▶ _Image-grounded pointing data_
╔══

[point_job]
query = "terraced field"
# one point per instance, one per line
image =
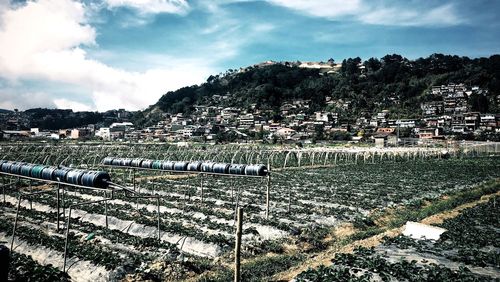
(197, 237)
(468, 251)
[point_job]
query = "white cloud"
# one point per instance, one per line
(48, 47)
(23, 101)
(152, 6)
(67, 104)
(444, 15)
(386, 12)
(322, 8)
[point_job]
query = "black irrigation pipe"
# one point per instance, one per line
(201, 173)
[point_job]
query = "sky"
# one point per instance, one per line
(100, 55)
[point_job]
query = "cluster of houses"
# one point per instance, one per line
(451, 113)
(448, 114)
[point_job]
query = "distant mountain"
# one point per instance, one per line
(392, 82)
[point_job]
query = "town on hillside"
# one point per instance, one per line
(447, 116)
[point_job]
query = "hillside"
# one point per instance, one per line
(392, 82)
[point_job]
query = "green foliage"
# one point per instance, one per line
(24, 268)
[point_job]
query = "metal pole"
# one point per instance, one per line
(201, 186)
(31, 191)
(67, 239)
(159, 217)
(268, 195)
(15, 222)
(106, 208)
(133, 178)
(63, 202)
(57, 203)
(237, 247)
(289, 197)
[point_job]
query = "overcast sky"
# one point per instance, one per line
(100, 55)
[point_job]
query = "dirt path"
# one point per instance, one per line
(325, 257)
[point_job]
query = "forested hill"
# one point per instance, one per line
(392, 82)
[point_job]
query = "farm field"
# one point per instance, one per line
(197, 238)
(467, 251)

╚══
╔══

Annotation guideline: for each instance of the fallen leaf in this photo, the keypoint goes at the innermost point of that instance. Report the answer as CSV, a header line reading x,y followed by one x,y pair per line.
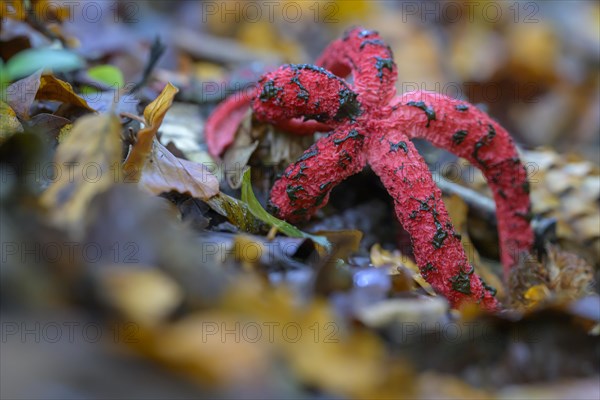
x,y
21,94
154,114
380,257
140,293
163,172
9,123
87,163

╚══

▶ _TASK TO COMPLETE_
Say how many lines in the records contain the string "field". No other text is needed.

▶ _REPLY TO THE EXERCISE_
2